## EXCERPT
|---|
This was an age of unparalleled prosperity and economic growth[i]. Although this prosperity was shared unequally, it touched most lives. Increased tax revenues were progressively invested in education and health. The government drove an unprecedented, far-reaching programme to tackle the issues of disadvantage and inequality. It understood how poor economic circumstances, including the decline of traditional industries, led to long-term deprivation and social exclusion, with generations of the same families missing out on education, health and opportunity. Nevertheless, one in three children were still living in poverty.
The government introduced changes in the tax and benefit system, with the explicit aim of ending child poverty. Working Families Tax Credit, increases in Child Benefit, Children’s Tax Credit and Income Support were amongst numerous measures intended to help families and improve their engagement with work, education and health care. Early intervention, such as Sure Start[ii], was believed vital if young people’s lives were to be improved.
|---|
Records contained in a dataset
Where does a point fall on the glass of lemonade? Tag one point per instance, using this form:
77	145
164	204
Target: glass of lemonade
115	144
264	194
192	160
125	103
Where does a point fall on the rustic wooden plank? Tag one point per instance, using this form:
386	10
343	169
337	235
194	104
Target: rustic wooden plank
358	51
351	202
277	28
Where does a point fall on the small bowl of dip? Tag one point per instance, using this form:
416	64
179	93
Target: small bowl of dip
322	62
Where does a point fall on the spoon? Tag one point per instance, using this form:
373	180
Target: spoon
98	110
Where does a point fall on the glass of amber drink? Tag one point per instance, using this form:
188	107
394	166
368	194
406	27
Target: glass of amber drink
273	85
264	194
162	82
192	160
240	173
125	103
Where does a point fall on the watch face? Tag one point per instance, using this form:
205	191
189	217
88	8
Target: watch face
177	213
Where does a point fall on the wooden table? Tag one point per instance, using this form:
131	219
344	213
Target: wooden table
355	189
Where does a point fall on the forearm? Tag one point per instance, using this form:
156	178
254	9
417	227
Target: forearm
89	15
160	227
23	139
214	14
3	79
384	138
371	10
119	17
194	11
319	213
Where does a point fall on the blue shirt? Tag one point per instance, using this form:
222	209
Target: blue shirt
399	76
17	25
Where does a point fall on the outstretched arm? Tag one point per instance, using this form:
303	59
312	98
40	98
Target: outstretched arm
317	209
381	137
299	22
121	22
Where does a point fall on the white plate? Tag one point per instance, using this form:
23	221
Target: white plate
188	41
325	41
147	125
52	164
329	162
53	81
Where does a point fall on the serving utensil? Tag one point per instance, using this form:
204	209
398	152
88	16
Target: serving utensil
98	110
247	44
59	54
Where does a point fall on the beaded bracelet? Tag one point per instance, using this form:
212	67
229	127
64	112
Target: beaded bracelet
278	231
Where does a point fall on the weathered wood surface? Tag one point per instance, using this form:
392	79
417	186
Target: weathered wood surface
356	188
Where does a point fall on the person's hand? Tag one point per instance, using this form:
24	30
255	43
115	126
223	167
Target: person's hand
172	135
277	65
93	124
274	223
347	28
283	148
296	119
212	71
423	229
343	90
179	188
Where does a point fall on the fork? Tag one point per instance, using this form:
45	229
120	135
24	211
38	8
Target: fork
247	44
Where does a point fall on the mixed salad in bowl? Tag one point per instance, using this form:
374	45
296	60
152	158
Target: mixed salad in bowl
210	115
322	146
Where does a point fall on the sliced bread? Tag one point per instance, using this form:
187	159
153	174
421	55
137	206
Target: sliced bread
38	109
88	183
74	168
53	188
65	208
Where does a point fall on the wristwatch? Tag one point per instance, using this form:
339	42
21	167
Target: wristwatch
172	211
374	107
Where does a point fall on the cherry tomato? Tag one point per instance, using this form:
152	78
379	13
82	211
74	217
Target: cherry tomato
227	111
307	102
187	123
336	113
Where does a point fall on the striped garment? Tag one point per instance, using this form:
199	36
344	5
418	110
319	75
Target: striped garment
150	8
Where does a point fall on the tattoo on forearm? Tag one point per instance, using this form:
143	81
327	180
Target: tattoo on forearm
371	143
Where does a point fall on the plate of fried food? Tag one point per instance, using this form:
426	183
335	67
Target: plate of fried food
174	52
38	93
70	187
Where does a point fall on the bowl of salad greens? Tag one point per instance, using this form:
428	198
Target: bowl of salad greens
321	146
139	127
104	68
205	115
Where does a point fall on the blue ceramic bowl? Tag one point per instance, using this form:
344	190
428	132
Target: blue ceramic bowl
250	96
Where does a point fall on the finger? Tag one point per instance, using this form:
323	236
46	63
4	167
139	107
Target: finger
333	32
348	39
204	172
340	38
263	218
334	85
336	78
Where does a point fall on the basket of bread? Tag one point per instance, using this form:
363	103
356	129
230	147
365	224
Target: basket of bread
|---|
## WHAT TO DO
- A) List the measures that the passage on prosperity and child poverty names as changes to the tax and benefit system.
- B) Proceed with the passage on prosperity and child poverty, starting after its final sentence.

## ANSWERS BELOW
- A) Working Families Tax Credit, increases in Child Benefit, Children’s Tax Credit, Income Support

- B)
A number of high-profile child abuse cases instigated a range of measures to reform and improve children’s care[iii]. Safeguarding policy and practice, intended to protect children from abuse or neglect and preventing impairment to health and development, became a key instrument. Similarly, the ‘Every Child Matters’ policy[iv] came into being as an emblematic and all-encompassing policy framework, designed to improve outcomes in terms of children being healthy, staying safe, enjoying and achieving, making a positive contribution and achieving economic well-being.
The emphasis on education as a major political priority led to sustained increases in funding for all schools as well as additional programmes and initiatives targeted on disadvantaged areas. The overall spend on education rose by 55 percent during this period and an additional 35,000 teachers were recruited, reducing primary and secondary class sizes significantly[v].
Struggling schools were re-launched as City Academies which promised high quality education in deprived areas. Education Action Zones were followed by Excellence in Cities and City Challenge, schemes designed to focus money and attention on inner city underachievement. It became common for schools in difficult areas to provide social care as well as education via breakfast and after-school clubs. Education Maintenance Allowances were introduced to encourage young people from low-income households to continue studying after age 16.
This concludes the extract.